:: EXCERPTED RECORDS ::
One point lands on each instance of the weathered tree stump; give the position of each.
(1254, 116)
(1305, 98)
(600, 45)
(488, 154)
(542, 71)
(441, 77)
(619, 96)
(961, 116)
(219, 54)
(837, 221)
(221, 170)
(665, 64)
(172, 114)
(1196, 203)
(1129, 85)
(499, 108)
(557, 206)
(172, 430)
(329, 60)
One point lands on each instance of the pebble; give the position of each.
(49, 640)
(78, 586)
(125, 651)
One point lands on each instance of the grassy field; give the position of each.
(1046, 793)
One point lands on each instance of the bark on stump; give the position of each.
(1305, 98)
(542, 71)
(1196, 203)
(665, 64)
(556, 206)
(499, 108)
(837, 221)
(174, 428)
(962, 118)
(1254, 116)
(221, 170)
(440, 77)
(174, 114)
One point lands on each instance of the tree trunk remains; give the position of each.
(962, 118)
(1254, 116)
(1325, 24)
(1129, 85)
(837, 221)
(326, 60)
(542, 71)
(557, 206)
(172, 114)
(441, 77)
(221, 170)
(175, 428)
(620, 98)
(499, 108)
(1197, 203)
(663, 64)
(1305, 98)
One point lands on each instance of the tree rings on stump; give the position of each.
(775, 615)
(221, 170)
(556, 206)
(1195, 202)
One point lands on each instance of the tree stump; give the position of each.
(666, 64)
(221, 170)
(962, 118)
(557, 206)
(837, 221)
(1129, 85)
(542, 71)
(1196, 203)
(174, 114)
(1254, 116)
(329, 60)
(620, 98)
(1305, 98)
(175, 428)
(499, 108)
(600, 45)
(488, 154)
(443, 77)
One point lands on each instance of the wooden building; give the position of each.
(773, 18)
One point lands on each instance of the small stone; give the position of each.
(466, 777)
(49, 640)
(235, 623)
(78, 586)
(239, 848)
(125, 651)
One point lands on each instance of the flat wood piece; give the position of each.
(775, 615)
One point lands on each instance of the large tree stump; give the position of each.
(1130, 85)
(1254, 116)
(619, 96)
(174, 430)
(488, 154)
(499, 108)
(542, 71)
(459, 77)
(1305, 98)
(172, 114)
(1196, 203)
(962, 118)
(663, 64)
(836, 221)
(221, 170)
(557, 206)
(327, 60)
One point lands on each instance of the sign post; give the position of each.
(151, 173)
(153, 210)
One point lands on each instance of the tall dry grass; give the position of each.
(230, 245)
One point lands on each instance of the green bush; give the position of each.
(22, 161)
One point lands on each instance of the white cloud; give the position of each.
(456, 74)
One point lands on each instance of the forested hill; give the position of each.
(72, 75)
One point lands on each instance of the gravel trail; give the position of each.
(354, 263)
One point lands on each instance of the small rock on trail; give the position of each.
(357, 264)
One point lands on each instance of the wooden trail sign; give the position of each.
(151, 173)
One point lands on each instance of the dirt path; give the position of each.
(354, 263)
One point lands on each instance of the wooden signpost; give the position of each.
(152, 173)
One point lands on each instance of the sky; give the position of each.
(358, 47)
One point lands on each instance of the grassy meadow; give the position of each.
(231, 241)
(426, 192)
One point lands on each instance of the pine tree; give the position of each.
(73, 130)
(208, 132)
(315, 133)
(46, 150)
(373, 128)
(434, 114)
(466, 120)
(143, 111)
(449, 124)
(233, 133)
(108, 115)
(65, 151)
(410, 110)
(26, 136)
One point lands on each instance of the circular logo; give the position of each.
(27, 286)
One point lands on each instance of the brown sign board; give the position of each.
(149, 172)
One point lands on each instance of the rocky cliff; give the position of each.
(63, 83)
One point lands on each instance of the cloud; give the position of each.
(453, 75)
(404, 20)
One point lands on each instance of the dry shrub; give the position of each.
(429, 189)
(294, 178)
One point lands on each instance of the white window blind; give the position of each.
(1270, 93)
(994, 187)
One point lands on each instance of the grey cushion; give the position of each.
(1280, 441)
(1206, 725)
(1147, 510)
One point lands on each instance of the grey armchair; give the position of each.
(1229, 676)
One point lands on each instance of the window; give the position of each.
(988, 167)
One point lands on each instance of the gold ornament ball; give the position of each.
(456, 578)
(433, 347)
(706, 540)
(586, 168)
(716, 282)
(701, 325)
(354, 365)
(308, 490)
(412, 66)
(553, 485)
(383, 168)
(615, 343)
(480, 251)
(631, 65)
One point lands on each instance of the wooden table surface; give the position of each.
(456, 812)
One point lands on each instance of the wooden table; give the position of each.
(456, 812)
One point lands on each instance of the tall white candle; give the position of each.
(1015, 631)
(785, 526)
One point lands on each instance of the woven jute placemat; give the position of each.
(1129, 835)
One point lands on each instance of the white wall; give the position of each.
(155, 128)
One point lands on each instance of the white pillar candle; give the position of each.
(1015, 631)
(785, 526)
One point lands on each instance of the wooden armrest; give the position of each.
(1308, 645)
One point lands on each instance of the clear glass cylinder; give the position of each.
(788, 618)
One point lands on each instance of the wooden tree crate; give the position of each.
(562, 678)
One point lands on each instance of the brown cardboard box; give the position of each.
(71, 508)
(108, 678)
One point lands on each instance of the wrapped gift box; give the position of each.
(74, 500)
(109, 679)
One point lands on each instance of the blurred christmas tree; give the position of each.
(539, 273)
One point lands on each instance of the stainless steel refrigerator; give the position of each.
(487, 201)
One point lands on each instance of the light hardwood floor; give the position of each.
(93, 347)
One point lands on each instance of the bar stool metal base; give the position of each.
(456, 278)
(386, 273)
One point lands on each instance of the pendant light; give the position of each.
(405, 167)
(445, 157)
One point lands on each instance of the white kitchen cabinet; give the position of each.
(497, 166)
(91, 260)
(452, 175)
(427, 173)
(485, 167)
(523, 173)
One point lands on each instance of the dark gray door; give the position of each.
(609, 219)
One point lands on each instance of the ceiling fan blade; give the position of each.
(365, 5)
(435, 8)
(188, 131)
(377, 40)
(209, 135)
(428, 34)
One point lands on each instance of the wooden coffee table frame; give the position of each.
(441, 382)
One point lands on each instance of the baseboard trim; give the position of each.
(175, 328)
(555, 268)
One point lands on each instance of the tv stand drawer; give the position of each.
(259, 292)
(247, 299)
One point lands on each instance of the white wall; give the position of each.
:::
• OBJECTIVE:
Retype the entries one by one, exactly.

• RIGHT ANSWER:
One point lands on each instance of the weathered tree stump; give the position of each.
(1254, 116)
(1305, 98)
(600, 45)
(488, 154)
(542, 71)
(441, 77)
(619, 96)
(961, 116)
(219, 54)
(837, 221)
(221, 170)
(665, 64)
(172, 114)
(1196, 203)
(1129, 85)
(499, 108)
(557, 206)
(172, 430)
(329, 60)
One point lands on each instance of the pebble; give the position of each.
(49, 640)
(78, 586)
(125, 651)
One point lands on each instance of the grassy field; give the position of each.
(1046, 793)
One point lands on each instance of the bark on stump; give the position of each.
(1305, 98)
(542, 71)
(1196, 203)
(665, 64)
(556, 206)
(499, 108)
(837, 221)
(174, 428)
(962, 118)
(1254, 116)
(221, 170)
(440, 77)
(174, 114)
One point lands on each instance of the tree trunk remains; give the position of each.
(962, 118)
(1254, 116)
(1325, 24)
(1129, 85)
(837, 221)
(326, 60)
(542, 71)
(557, 206)
(172, 114)
(441, 77)
(221, 170)
(175, 428)
(620, 98)
(499, 108)
(1197, 203)
(663, 64)
(1305, 98)
One point lands on each instance of the tree rings on stump; give the position of each.
(775, 615)
(221, 170)
(556, 206)
(1195, 202)
One point lands on each instance of the tree stump; give the position of each.
(666, 64)
(221, 170)
(962, 118)
(557, 206)
(837, 221)
(1129, 85)
(542, 71)
(1196, 203)
(174, 114)
(1254, 116)
(329, 60)
(620, 98)
(1305, 98)
(175, 428)
(499, 108)
(600, 45)
(488, 154)
(443, 77)
One point lands on each instance of the wooden building; give the position of each.
(773, 18)
One point lands on each instance of the small stone; give the position of each.
(466, 777)
(49, 640)
(235, 623)
(78, 586)
(239, 848)
(125, 651)
One point lands on each instance of the flat wood piece; give the position of each.
(775, 615)
One point lands on each instance of the large tree stump; give the position of each.
(1130, 85)
(1254, 116)
(619, 96)
(174, 430)
(488, 154)
(499, 108)
(542, 71)
(459, 77)
(1305, 98)
(172, 114)
(1196, 203)
(962, 118)
(663, 64)
(836, 221)
(221, 170)
(557, 206)
(327, 60)
One point lands on each instance of the sign post; give the position of each.
(151, 173)
(153, 210)
One point lands on each instance of the tall dry grass; give the position of each.
(230, 245)
One point lands on each instance of the green bush; give the position of each.
(22, 161)
One point lands on each instance of the white cloud; give the position of each.
(456, 74)
One point lands on each instance of the forested hill; give the position of each.
(72, 75)
One point lands on each instance of the gravel trail; give the position of each.
(354, 263)
One point lands on each instance of the small rock on trail; give the position of each.
(357, 264)
One point lands on each instance of the wooden trail sign; give the position of each.
(151, 173)
One point lands on each instance of the dirt path; give the position of each.
(354, 263)
One point lands on each instance of the wooden signpost; give the position of each.
(152, 173)
One point lands on each instance of the sky; give the position of each.
(358, 47)
One point lands on each instance of the grassy meadow; give the position of each.
(231, 241)
(426, 192)
One point lands on each instance of the pine tree; give the position of each.
(73, 130)
(208, 132)
(315, 133)
(46, 150)
(373, 128)
(434, 114)
(466, 120)
(143, 111)
(449, 124)
(233, 133)
(108, 115)
(65, 151)
(410, 110)
(26, 136)
One point lands on each instance of the circular logo; give the position of each.
(27, 286)
One point lands on each instance of the brown sign board; give the position of each.
(149, 172)
One point lands on each instance of the rocky cliff; give the position of each.
(63, 83)
One point lands on each instance of the cloud; give the position of each.
(453, 75)
(404, 20)
One point lands on each instance of the dry shrub; give the position of each.
(429, 189)
(294, 178)
One point lands on each instance of the white window blind; give the position of each.
(1270, 93)
(994, 187)
One point lands on each instance of the grey cushion; give the position of each.
(1280, 441)
(1206, 725)
(1147, 510)
One point lands on each instance of the grey armchair; give the position of each.
(1229, 676)
One point lands on each instance of the window; give the position of each.
(988, 167)
One point lands on each instance of the gold ornament ball; give the position of each.
(456, 578)
(433, 347)
(706, 540)
(586, 168)
(716, 282)
(701, 325)
(354, 365)
(308, 490)
(412, 66)
(553, 485)
(383, 168)
(615, 343)
(480, 251)
(631, 65)
One point lands on each instance of the wooden table surface; give the position of each.
(456, 812)
One point lands on each instance of the wooden table; give the position of each.
(456, 812)
One point lands on each instance of the tall white candle; give the position of each.
(1015, 631)
(785, 526)
One point lands on each instance of the woven jute placemat; give the position of each.
(1129, 835)
One point lands on each instance of the white wall; give the position of each.
(155, 128)
One point lands on each instance of the white pillar candle; give the position of each.
(1015, 631)
(785, 526)
One point lands on each instance of the wooden armrest; give the position of each.
(1308, 645)
One point lands on each instance of the clear glass cylinder; give the position of each.
(788, 618)
One point lands on each instance of the wooden tree crate; give the position of each.
(562, 678)
One point lands on each instance of the brown cardboard box; give the position of each.
(71, 508)
(108, 678)
One point lands on each instance of the wrapped gift box; give the position of each.
(74, 500)
(109, 679)
One point lands on each instance of the blurred christmas tree; give the position of each.
(539, 273)
One point lands on each instance of the stainless steel refrigerator; give the position of each.
(487, 201)
One point lands on each instance of the light hardwood floor; give the position of each.
(93, 347)
One point lands on each instance of the bar stool metal base; give the position of each.
(456, 278)
(386, 273)
One point lands on each instance of the pendant light; give the position of each.
(405, 167)
(445, 157)
One point lands on each instance of the white kitchen cabinet; give the position of each.
(497, 166)
(91, 260)
(452, 175)
(427, 173)
(485, 167)
(523, 173)
One point lands on each instance of the dark gray door; give the position of each.
(609, 219)
One point lands on each instance of the ceiling fan blade; give the position of each.
(365, 5)
(435, 8)
(188, 131)
(377, 40)
(209, 135)
(428, 34)
One point lands on each instance of the wooden coffee table frame; give the position of each.
(441, 382)
One point lands on each instance of the baseboard trim; give the position of each.
(175, 328)
(555, 268)
One point lands on each instance of the tv stand drawer; give the position of each.
(259, 292)
(247, 299)
One point lands on each instance of the white wall; give the position of each.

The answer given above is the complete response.